Leave out the pictures and repeat every record exactly.

*** Block opens ***

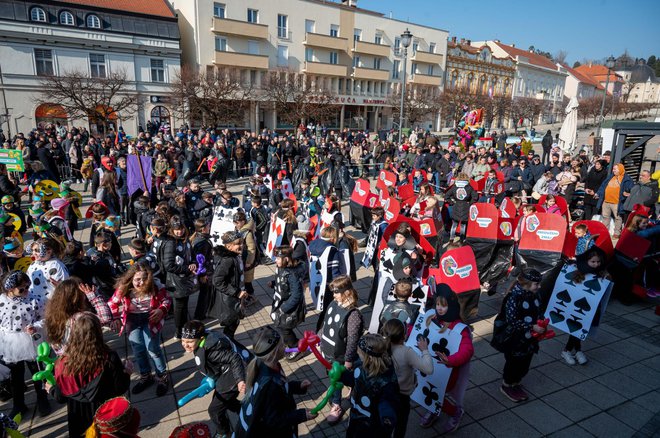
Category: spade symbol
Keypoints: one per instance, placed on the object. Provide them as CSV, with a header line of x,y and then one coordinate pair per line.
x,y
582,306
573,324
592,285
556,316
564,297
429,395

*** Block closes ***

* _Problem solution_
Category: spade symbol
Keypoints: one per instance, placed on the object. Provide them as CSV, with a header line of x,y and then one coordinate pair per line.
x,y
582,306
573,324
592,285
556,316
564,297
429,395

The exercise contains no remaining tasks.